- Supplied passage:

+ + + + +

Stephen Pierce Hayden Duggan (December 20, 1870, New York City - August 18, 1950, Stamford, Connecticut) was a United States scholar and educator known as the "apostle of internationalism".

Biography
He was educated at the College of the City of New York (CCNY) where, after completing his undergraduate and some graduate work in 1896, he began teaching while pursuing graduate studies at Columbia University, where he received a Ph.D. in 1902. He was a professor of diplomatic history and later the history of education at CCNY, and became head of the education department in 1906.

Duggan founded The Institute of International Education in 1919, together with Nobel Laureates Elihu Root and Nicholas Murray Butler, and was the first director (until 1946). He was director of Council on Foreign Relations (1921–1950).

Family
Duggan was married to Sarah Alice Elsesser, who was a director of the Negro Welfare League of White Plains, New York.

Their son Laurence Duggan was an economist and State Department official who was suspected of being a Soviet agent.

+ + + + +

- Things to do:
[1] Return the passage of the Duggan biography from "Stephen Pierce Hayden" to "Foreign Relations (1921–1950).", copied word for word.
[2] For each statement, say yes or no to whether it agrees with the Duggan biography, and quote the words that settle it: (a) Duggan received his Ph.D. from Columbia University in 1902. (b) Duggan served as the first director of The Institute of International Education until 1950. (c) Sarah Alice Elsesser was a director of the Negro Welfare League of White Plains, New York.
Base every answer on the Duggan biography alone.

+ + + + +

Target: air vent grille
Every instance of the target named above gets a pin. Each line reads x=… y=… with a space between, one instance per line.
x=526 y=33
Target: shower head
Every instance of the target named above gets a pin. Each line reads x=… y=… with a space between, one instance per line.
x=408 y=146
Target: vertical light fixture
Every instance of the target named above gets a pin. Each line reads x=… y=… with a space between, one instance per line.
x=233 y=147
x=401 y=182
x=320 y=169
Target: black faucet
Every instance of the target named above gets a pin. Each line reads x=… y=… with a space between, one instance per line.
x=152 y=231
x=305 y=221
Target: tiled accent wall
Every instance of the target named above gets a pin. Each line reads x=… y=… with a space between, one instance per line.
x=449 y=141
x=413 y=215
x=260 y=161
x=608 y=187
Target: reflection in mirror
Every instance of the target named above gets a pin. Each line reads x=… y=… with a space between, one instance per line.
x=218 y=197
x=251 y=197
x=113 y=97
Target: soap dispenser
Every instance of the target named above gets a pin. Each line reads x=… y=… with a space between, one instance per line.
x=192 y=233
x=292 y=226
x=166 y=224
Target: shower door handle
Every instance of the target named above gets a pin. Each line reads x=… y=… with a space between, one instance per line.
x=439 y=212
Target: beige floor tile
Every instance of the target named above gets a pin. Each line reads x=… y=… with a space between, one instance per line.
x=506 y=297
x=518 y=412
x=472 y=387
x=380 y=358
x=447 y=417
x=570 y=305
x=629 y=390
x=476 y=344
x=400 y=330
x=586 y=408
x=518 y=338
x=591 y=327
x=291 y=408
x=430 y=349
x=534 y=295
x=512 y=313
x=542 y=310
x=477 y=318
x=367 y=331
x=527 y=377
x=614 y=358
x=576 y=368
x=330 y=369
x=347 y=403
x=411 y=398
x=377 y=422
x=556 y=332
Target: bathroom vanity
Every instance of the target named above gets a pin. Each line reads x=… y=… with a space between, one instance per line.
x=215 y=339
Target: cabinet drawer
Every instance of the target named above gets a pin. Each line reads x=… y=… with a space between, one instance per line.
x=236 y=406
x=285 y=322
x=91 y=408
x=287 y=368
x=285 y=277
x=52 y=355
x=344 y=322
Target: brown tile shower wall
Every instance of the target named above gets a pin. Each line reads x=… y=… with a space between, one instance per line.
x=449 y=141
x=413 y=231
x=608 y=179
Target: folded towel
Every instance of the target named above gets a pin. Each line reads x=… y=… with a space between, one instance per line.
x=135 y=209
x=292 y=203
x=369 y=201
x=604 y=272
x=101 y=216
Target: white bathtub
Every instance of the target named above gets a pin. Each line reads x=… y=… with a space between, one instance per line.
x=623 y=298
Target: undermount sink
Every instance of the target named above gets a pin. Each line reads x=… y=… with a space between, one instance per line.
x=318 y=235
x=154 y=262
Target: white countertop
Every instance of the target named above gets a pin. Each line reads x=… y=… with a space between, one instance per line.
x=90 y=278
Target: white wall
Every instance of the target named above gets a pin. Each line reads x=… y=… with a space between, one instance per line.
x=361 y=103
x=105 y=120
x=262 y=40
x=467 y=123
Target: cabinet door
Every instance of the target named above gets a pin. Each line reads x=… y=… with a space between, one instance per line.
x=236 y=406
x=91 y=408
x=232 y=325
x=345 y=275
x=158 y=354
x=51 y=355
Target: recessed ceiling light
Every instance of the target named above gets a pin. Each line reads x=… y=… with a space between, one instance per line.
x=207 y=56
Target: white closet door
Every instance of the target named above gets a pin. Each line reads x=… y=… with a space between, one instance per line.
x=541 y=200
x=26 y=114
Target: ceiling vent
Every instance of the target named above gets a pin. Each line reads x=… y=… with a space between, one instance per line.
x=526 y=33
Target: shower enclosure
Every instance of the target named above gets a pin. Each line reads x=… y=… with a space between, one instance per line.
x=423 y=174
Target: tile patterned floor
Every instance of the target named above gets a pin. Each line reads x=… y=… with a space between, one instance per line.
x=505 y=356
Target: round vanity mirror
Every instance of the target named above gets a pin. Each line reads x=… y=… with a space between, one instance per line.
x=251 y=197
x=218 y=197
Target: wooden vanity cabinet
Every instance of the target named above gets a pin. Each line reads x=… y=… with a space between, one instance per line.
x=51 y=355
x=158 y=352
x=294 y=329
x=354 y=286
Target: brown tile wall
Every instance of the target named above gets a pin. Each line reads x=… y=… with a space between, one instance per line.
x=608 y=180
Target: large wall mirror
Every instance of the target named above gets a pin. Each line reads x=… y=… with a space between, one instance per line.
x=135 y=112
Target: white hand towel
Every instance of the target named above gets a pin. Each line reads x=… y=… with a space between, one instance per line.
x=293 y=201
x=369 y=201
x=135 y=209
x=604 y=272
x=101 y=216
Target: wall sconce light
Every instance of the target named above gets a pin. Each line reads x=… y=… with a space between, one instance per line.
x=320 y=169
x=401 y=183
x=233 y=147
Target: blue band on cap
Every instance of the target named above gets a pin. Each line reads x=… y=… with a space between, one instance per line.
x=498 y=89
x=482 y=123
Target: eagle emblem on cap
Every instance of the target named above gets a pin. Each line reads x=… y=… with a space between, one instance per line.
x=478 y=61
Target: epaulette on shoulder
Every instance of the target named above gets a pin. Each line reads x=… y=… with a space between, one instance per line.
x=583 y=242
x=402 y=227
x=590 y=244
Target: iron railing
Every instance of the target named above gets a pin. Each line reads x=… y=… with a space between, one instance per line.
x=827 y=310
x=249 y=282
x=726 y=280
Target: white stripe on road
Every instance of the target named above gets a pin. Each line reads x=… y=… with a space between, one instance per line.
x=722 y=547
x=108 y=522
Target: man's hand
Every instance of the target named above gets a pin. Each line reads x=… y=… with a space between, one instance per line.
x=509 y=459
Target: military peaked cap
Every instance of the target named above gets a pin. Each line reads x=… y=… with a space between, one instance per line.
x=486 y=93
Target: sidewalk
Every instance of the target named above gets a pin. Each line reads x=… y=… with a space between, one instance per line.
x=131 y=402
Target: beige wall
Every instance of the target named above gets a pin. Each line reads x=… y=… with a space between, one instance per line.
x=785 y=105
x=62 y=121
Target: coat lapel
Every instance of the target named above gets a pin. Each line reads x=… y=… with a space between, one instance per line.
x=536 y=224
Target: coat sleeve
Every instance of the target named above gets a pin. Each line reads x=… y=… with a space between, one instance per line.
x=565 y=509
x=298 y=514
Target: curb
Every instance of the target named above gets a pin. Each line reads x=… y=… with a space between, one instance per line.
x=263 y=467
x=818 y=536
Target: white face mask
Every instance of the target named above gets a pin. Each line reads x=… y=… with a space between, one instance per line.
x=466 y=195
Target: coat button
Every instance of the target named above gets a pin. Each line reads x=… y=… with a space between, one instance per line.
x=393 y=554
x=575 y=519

+ + + + +

- Results in order:
[1]
Stephen Pierce Hayden Duggan (December 20, 1870, New York City - August 18, 1950, Stamford, Connecticut) was a United States scholar and educator known as the "apostle of internationalism".

Biography
He was educated at the College of the City of New York (CCNY) where, after completing his undergraduate and some graduate work in 1896, he began teaching while pursuing graduate studies at Columbia University, where he received a Ph.D. in 1902. He was a professor of diplomatic history and later the history of education at CCNY, and became head of the education department in 1906.

Duggan founded The Institute of International Education in 1919, together with Nobel Laureates Elihu Root and Nicholas Murray Butler, and was the first director (until 1946). He was director of Council on Foreign Relations (1921–1950).

[2]
(a) Yes: "pursuing graduate studies at Columbia University, where he received a Ph.D. in 1902"
(b) No: "was the first director (until 1946)"
(c) Yes: "Sarah Alice Elsesser, who was a director of the Negro Welfare League of White Plains, New York"